### PAGE ###
In Part IV, I set up the basic problem of competing values for those who enable corruption by allowing those like Trump to attain and retain positions of power. In order to remove them, you have to be willing to sacrifice something. Non-corruption is a value. If you don't actually value it, you won't sacrifice anything to achieve it, so you will tolerate any level of corruption on your own side, while decrying even the most minor violations by anyone with whom you have competing interests.
The basic principle I have set up, then, is that there are things that enablers are unwilling to lose. When those goals are on the line, enablers will tolerate any and all corruption.
What is the most important issue to you? Abortion? Guns? Water Fluoridation?
Climate change? Nuclear weapons?
What makes it so important? Number of lives at stake? When I tried to look at Roy Moore from a social conservative's perspective, that was essentially my point. If you treat abortion as a number-of-lives-at-stake issue because you have a theological belief that life begins at conception, then a lot of lives are at stake, and you can justify voting for even a reprehensible shitbag like Moore. If you are reading a Trump-bashing political scientist's blog, even a contrarian one like mine, you probably aren't a bible-thumping right-winger, but substitute your favorite issue, and you might make the same choice. If you're honest with yourself, you know it.
The enablers are those who basically just have a broad set of issues on which they won't accept a loss. This is where we get to Levitsky & Ziblatt's How Democracies Die. Ideological collusion. It isn't just the psychopath at the top who kills democracy. The problem? Those who enable him in exchange for the policies that they get along the way.
### MATERIAL PROVIDED ###
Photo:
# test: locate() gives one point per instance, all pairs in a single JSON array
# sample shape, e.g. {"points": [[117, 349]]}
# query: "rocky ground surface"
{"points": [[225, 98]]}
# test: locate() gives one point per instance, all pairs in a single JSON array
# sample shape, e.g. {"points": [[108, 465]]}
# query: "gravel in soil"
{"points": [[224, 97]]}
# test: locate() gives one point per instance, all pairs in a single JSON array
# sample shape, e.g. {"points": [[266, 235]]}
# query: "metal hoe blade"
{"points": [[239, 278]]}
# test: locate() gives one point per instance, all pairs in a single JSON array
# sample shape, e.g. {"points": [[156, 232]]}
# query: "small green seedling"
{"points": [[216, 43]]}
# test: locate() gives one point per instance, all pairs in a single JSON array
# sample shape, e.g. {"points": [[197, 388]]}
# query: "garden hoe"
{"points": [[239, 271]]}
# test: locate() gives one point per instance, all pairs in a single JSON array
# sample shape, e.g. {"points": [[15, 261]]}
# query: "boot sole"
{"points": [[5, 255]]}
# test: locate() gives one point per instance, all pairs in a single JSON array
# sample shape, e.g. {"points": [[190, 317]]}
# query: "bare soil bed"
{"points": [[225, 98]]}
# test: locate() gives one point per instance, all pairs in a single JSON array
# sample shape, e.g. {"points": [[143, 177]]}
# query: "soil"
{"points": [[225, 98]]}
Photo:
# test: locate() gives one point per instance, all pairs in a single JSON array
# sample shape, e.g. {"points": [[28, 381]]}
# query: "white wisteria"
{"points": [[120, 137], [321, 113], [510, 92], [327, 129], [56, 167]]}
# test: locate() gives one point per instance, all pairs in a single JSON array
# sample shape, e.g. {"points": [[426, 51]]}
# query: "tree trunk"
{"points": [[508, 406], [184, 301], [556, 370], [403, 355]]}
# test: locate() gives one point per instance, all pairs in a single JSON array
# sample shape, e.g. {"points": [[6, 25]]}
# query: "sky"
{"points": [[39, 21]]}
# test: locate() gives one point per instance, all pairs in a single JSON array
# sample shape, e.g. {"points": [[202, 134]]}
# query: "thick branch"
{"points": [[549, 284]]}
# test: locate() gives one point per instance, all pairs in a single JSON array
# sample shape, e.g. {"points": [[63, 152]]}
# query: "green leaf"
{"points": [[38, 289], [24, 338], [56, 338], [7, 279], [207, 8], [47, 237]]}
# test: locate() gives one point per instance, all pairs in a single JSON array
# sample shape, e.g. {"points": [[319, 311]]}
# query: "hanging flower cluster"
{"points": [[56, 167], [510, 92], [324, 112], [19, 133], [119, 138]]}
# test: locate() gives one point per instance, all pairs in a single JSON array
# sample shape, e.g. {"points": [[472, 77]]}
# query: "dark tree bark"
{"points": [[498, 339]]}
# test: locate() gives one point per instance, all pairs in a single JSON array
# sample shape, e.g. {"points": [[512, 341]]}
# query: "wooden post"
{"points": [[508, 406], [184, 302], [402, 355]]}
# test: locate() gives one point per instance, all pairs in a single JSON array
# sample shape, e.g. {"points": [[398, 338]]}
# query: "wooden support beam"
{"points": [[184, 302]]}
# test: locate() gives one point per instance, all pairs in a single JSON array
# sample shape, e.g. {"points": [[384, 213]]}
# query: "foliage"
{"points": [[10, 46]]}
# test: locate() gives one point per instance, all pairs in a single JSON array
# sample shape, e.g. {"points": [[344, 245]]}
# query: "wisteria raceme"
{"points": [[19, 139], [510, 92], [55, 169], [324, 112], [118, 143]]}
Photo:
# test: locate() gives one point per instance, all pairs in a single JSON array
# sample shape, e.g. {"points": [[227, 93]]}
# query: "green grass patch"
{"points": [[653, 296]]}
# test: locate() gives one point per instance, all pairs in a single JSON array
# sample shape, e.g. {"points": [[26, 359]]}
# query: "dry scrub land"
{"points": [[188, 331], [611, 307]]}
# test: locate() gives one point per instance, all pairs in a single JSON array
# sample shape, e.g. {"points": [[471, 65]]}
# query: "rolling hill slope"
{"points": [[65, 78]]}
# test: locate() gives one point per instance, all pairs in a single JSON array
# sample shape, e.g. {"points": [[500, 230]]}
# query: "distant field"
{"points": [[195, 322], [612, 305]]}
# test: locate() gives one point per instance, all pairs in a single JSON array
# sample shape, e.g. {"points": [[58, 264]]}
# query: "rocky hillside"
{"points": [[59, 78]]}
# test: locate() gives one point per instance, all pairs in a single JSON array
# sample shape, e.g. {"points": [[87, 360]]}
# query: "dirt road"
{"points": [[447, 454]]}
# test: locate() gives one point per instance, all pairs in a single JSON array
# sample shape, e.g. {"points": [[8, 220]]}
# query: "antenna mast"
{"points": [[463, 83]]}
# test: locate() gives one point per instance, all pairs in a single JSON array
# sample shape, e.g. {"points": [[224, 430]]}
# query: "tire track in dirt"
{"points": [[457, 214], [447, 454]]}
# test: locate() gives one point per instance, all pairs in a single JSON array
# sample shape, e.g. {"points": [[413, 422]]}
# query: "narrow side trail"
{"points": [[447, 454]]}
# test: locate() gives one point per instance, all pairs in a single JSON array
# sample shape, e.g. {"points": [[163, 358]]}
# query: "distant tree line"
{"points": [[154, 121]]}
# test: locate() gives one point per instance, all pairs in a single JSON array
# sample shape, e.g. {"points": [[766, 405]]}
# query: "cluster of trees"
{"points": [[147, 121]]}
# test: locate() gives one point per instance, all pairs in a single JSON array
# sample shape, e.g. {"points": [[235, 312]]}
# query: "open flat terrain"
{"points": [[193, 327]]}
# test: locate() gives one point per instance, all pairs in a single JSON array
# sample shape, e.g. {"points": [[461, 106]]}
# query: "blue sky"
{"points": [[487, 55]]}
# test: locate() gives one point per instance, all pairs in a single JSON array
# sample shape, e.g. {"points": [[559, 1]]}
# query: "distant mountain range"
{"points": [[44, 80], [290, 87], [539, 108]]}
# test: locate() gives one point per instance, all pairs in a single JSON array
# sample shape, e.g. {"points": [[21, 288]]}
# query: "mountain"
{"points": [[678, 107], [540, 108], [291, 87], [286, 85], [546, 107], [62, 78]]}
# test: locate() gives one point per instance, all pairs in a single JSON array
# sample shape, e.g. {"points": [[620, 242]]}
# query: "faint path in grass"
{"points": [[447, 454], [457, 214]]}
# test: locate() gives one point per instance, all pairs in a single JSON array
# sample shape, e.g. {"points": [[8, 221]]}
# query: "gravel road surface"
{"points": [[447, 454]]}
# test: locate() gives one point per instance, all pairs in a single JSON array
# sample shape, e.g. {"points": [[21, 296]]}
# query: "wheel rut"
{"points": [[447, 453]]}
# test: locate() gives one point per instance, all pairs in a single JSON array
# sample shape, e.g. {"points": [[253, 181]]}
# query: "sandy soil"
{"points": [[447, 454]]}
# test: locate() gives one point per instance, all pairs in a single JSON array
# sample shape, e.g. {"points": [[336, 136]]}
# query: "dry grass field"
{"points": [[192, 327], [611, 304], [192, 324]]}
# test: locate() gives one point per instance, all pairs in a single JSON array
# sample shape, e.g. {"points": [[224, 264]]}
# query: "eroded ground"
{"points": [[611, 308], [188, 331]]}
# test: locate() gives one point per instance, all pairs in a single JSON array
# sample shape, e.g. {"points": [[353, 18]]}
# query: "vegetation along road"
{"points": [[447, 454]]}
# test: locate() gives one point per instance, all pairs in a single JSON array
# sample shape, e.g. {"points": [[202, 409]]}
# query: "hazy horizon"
###
• WHAT THIS EXERCISE ASKS
1 > Using the essay on enabling corruption, answer the following:
(a) What basic problem does the writer say was set up in Part IV?
(b) Whom did the writer try to view from a social conservative's perspective?
(c) Which book does the essay bring in when discussing the enablers?
2 > Rewrite the part of the essay on enabling corruption that opens with the words "In Part IV, I" and closes with "Guns? Water Fluoridation?", changing "enablers" to "facilitators".
3 > Carry the essay on enabling corruption forward from its final sentence.

• SOLVED TASKS
1 >
(a) The basic problem of competing values for those who enable corruption by allowing those like Trump to attain and retain positions of power.
(b) Roy Moore.
(c) Levitsky & Ziblatt's How Democracies Die.

2 >
In Part IV, I set up the basic problem of competing values for those who enable corruption by allowing those like Trump to attain and retain positions of power. In order to remove them, you have to be willing to sacrifice something. Non-corruption is a value. If you don't actually value it, you won't sacrifice anything to achieve it, so you will tolerate any level of corruption on your own side, while decrying even the most minor violations by anyone with whom you have competing interests.
The basic principle I have set up, then, is that there are things that facilitators are unwilling to lose. When those goals are on the line, facilitators will tolerate any and all corruption.
What is the most important issue to you? Abortion? Guns? Water Fluoridation?

3 >
The enablers are those who look at the corruption evident in someone like Trump and accept it because to do otherwise would be to accept policy loss. I have regularly made a somewhat different argument than Levitsky & Ziblatt, focusing on the electoral consequences for the GOP if Trump were ever impeached, but the basic logic of accepting corruption in exchange for policy is compatible. Once those electoral losses occur, they are followed by policy loss, so at the core, we're still in Levitsky & Ziblatt territory. Ideological collusion. No collusion, my ass.
Trump may very well shut down the Mueller investigation and destroy the independence of the DoJ to save himself, which would be a tragic blow to democracy. And if that happens, the GOP will stand by and let it happen, and in many cases, cheer him on.
Why? Because while some would say, in the abstract, that they value an independent DoJ, they care so much more about tax cuts and Supreme Court seats that there is no level of corruption that could possibly outweigh the value of even a tiny tax increase, or a single Supreme Court seat given the weights they ascribe to each within their utility functions.
That is what it is to be an enabler of corruption. To say, you may lie, cheat and steal to your heart's content and destroy any democratic norm you want because I would rather have you do that than permit taxes to go up one penny on those whom I choose to protect. (Note the selectivity within the 2018 tax bill).
How does one come up with such a weighting? What are the consequences? More to come...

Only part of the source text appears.